## TRECHO FORNECIDO
┌────────
26 Abril 2024
O Instituto Vladimir Herzog lança nesta terça-feira o relatório Fronteiras da Informação, que expõe um retrato de agressões e intimidações a comunicadores e jornalistas.
A reportagem é de Nicoly Ambrosio, publicada por Amazônia Real, 23-04-2024.
Nos últimos dez anos, a Amazônia Legal testemunhou 230 casos de violência contra jornalistas. É como se nesse período, de janeiro a janeiro, houvesse pelo menos dois registros desse tipo de agressão. Na prática, é uma forma de intimidação que comunicadores da região sofrem por cobrirem o garimpo ilegal, a exploração madeireira, a expansão agrícola descontrolada, o narcotráfico e os crimes de feminicídio e violência de gênero, entre outros assuntos.
Pense no caso da cobertura do garimpo ilegal na Terra Indígena Yanomami (TIY), em Roraima. A crise humanitária já era evidente quando uma comitiva do presidente Luiz Inácio Lula da Silva (PT) desembarcou em Boa Vista e na própria TIY em socorro aos indígenas. Ao chegarem no Estado, descobriram uma complexa trama que envolve os campos político e econômico. Acabar com a extração do ouro não seria tão simples, como de fato ainda persiste.
“Fazer a cobertura desse assunto é delicado, pois grande parte da economia do Estado gira em torno do garimpo. A gente percebe que as pessoas à nossa volta, no dia a dia, são ligadas direta ou indiretamente a alguém que pratica essa atividade criminosa”, relatou o jornalista Felipe Medeiros e que faz cobertura multimídia para agências e jornais como freelancer e é colaborador da Amazônia Real. A extração ilegal de ouro já recebeu demonstrações públicas de apoio do governador Antônio Denarium (PP).
└────────
## REGISTROS SALVOS
┌────────
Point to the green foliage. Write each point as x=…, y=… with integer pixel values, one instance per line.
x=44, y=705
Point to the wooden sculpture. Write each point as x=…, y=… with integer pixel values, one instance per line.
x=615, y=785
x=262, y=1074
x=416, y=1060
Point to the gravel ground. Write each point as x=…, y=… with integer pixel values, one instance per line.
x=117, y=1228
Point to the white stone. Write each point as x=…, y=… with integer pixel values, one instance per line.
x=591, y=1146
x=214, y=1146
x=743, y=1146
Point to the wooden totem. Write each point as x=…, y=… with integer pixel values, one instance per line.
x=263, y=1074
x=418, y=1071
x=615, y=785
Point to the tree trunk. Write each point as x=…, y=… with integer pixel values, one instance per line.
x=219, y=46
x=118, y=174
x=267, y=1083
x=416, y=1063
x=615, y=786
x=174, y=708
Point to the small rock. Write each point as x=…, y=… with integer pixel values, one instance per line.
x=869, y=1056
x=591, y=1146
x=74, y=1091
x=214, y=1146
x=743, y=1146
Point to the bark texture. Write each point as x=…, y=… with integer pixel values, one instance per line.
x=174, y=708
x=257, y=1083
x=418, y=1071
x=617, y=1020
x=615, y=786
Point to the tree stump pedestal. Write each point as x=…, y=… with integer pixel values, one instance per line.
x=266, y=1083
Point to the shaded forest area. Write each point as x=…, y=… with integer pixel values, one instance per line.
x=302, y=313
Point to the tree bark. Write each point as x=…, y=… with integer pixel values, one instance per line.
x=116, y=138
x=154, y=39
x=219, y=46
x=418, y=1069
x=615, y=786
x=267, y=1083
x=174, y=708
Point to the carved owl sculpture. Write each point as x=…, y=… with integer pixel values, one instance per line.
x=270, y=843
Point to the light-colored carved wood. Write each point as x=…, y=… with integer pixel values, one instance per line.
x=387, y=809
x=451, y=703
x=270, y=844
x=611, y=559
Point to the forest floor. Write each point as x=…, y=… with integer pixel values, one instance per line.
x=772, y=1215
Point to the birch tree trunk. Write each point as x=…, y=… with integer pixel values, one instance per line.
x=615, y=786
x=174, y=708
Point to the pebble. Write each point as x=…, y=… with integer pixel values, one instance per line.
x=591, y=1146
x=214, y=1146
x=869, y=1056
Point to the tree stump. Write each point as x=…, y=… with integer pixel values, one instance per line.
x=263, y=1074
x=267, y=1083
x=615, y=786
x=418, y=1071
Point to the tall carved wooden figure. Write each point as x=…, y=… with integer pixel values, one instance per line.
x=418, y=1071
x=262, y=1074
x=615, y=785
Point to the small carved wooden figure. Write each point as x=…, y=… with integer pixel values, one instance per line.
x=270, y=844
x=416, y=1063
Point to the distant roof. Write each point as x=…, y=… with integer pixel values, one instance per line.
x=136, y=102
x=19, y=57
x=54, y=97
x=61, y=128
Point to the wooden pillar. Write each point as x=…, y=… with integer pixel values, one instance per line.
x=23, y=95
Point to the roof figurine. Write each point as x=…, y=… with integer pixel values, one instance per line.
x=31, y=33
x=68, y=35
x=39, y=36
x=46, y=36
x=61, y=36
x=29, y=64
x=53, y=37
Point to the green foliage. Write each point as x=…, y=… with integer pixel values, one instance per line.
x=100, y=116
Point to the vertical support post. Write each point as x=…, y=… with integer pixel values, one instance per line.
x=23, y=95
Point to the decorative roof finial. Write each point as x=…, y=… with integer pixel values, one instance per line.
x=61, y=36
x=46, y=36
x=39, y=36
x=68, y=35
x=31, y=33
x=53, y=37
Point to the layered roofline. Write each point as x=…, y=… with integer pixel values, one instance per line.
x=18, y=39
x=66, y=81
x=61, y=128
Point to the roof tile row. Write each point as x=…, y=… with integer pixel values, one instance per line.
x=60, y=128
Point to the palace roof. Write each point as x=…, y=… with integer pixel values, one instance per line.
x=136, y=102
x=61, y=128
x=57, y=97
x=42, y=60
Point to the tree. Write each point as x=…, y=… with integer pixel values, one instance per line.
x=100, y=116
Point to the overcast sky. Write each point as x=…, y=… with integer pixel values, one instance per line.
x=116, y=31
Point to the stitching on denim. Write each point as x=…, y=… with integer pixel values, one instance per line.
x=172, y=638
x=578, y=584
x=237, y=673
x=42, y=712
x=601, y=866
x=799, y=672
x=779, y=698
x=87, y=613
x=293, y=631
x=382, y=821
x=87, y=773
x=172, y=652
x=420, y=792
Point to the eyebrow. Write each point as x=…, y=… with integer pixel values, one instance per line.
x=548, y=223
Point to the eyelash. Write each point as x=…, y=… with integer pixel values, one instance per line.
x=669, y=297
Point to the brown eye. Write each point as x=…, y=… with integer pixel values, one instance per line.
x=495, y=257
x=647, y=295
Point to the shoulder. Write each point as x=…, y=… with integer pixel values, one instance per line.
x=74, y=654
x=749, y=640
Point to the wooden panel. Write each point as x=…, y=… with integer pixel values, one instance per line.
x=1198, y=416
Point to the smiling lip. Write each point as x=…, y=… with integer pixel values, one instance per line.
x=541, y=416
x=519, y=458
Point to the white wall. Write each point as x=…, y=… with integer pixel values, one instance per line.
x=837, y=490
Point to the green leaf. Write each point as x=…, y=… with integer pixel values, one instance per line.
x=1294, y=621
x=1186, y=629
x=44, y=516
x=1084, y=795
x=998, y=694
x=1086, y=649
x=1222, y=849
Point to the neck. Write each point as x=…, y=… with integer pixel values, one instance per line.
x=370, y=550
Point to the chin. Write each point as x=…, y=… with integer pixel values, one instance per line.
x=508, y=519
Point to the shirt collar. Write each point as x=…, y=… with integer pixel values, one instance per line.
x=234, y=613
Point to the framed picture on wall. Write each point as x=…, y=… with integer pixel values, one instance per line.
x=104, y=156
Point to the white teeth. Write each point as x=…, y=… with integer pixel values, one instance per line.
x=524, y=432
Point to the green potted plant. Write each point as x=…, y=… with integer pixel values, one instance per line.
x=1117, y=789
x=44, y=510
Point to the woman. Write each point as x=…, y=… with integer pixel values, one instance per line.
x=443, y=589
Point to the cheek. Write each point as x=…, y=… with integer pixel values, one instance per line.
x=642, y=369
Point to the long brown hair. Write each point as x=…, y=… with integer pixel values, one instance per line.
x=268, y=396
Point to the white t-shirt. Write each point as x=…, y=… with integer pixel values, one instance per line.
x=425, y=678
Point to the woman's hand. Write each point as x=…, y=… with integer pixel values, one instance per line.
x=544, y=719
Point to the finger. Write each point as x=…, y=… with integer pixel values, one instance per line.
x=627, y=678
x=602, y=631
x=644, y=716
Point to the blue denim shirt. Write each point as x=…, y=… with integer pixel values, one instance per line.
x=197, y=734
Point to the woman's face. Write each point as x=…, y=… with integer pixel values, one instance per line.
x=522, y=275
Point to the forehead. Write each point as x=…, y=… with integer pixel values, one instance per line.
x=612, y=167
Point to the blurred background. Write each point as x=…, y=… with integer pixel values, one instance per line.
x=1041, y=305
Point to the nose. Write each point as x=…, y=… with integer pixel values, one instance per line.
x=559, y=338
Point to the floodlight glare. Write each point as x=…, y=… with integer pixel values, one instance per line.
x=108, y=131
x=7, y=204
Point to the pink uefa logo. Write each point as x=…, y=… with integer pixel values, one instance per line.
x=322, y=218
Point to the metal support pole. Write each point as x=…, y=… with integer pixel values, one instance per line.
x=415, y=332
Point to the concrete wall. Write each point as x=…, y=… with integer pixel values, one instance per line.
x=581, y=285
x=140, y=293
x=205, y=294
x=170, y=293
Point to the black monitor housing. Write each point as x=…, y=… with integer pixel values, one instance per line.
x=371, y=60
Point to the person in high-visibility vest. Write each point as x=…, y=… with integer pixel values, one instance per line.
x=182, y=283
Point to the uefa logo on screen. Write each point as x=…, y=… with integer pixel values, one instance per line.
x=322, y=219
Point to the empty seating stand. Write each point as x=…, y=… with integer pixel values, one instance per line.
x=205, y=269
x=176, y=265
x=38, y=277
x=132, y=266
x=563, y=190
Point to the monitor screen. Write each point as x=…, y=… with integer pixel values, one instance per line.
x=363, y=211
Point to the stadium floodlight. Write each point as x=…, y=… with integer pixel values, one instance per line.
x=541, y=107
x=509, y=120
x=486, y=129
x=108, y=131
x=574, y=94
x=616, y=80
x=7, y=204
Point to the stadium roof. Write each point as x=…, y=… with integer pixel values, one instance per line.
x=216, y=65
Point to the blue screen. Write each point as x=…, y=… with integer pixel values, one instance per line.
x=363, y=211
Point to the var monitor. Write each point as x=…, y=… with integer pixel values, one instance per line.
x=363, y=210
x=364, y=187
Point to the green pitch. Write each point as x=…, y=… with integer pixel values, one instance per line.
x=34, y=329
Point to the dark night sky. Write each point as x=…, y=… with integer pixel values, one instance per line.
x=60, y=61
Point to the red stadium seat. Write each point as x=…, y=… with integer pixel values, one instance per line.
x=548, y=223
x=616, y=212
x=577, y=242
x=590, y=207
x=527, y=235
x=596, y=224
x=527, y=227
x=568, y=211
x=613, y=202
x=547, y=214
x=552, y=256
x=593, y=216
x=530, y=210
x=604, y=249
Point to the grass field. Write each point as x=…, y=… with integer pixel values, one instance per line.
└────────
## TAREFA PROPOSTA A
Responda a cada pergunta com base no texto sobre violência contra jornalistas, uma resposta por linha:
(i) Que instituto lança o relatório Fronteiras da Informação?
(ii) Quantos casos de violência contra jornalistas a Amazônia Legal teve nos últimos dez anos?
(iii) Em que estado fica a Terra Indígena Yanomami?
## TAREFA PROPOSTA B
Leve adiante o texto sobre violência contra jornalistas, começando logo depois da última frase.

## RESPOSTA A
(i) O Instituto Vladimir Herzog.
(ii) 230 casos.
(iii) Em Roraima.

## RESPOSTA B
Medeiros é um dos profissionais de comunicação citados no documento Fronteiras da Informação – Relatório sobre jornalismo e violência na Amazônia, produzido pelo Instituto Vladimir Herzog e que será lançado em evento aberto nesta terça-feira (23), na Universidade Federal do Pará (UFPA). O estudo, que é um recorte da situação dos jornalistas amazônicos, registra e mapeia a situação dos jornalistas e comunicadores, atestando que a região vive uma crescente onda de conflitos e crimes que atingem diretamente os profissionais da imprensa.
O colaborador da Amazônia Real foi obrigado a adotar medidas de segurança após as coberturas da tragédia Yanomami. Sua cobertura, com foco no garimpo ilegal e no desmatamento no extremo norte do País, aborda assuntos delicados que costumam incomodar. Emily Costa, que já colaborou com a Amazônia Real e atuou em outros veículos, foi obrigada a sair de Roraima por estar se sentido exposta e desprotegida.
Não é à toa que esse cenário de violência e ameaças não se alterou radicalmente desde o brutal assassinato do indigenista Bruno Pereira e do jornalista inglês Dom Phillips em 2022, na região da Terra Indígena Vale do Javari, no Amazonas. Exemplos não faltam para demonstrar o espírito conflagrado para quem exerce o jornalismo na região amazônica, aponta o relatório Fronteiras da Informação. Em 11 de novembro de 2022, a sede do jornal Rondônia ao Vivo foi metralhada.
Jornalistas, lideranças e outros defensores ambientais acabam sofrendo as consequências, como atestam casos mais recentes de conflitos, como Txai Suruí, que foi cercada por fazendeiros em maio do ano passado. Também em 2023 o comunicador Darlon Neres que denunciou a extração de madeira ilegal em Lago Grande, em Santarém (PA), e foi obrigado a deixar a Amazônia.
Por Estados da Amazônia Legal, o Pará se destaca como o mais violento, com 89 dos 230 casos registrados nos últimos dez anos. Está bem à frente do Amazonas (com 38 casos), de Mato Grosso (31) e Rondônia (20). Outro dado que impressiona no raio-X é o número de processos judiciais movidos contra jornalistas em 2022, ano da última eleição no Brasil. Foram 249 casos, um aumento de 14% em relação a 2018. Nesse quesito, Amazonas é o campeão com 268 ações na Justiça, seguido de Mato Grosso (129), Rondônia (128), Maranhão (107) e Pará (102).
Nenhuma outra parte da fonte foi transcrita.